:: WHAT YOU SHOULD DO ::
The result should hold only the lines from the one with "Target: shadow on desk" through the final line of the data below, transcribed exactly, pictures left out.

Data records
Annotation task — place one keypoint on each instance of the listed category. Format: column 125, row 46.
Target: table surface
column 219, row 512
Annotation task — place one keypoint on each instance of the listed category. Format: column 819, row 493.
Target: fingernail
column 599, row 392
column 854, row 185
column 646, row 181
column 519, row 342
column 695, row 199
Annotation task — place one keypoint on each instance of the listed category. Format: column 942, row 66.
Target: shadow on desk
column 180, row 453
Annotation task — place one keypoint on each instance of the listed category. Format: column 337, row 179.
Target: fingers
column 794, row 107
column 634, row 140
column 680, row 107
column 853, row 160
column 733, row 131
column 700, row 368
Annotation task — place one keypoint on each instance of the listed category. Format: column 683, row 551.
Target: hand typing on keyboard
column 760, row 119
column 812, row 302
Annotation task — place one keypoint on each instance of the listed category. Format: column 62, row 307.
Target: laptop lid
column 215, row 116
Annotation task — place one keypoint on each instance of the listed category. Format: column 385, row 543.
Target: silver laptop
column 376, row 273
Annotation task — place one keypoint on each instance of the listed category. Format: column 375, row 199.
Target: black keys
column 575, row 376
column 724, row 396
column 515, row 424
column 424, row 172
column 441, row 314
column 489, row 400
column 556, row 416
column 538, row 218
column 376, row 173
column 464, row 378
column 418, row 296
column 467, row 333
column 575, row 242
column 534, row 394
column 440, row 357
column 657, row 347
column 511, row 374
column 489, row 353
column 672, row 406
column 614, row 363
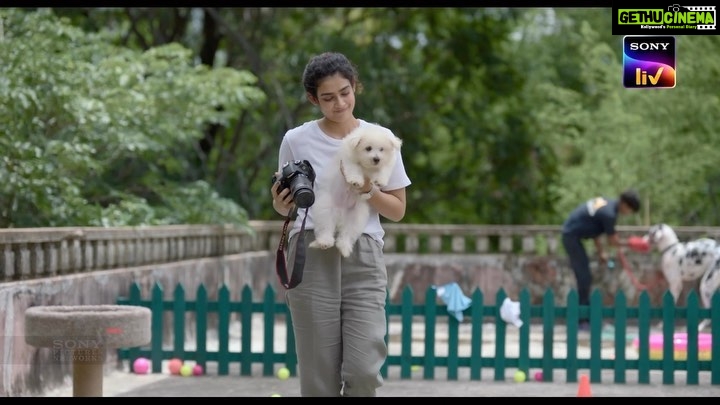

:: REPLY TO THE EXERCISE ::
Target: shadow on desk
column 180, row 453
Annotation task — place one keypoint on each instance of the listed category. Format: column 337, row 179.
Target: fingers
column 794, row 107
column 634, row 140
column 680, row 107
column 853, row 160
column 733, row 131
column 700, row 368
Annotation task — place one keypoint on each instance of the listed category. Format: column 683, row 551.
Target: hand typing on keyboard
column 760, row 119
column 812, row 302
Annotation task — place one keypoint on each instance of the listed category. Format: column 62, row 307.
Target: laptop lid
column 215, row 116
Annotation task — place one keypoint on each instance of the listed category. Format: column 385, row 543.
Target: silver laptop
column 376, row 273
Annotation task — place one keypoint on each instance of the listed category. Format: column 375, row 199.
Target: black keys
column 575, row 376
column 724, row 396
column 515, row 424
column 424, row 172
column 441, row 314
column 489, row 400
column 556, row 416
column 538, row 218
column 376, row 173
column 464, row 378
column 418, row 296
column 467, row 333
column 575, row 242
column 534, row 394
column 440, row 357
column 657, row 347
column 511, row 374
column 489, row 353
column 672, row 406
column 614, row 363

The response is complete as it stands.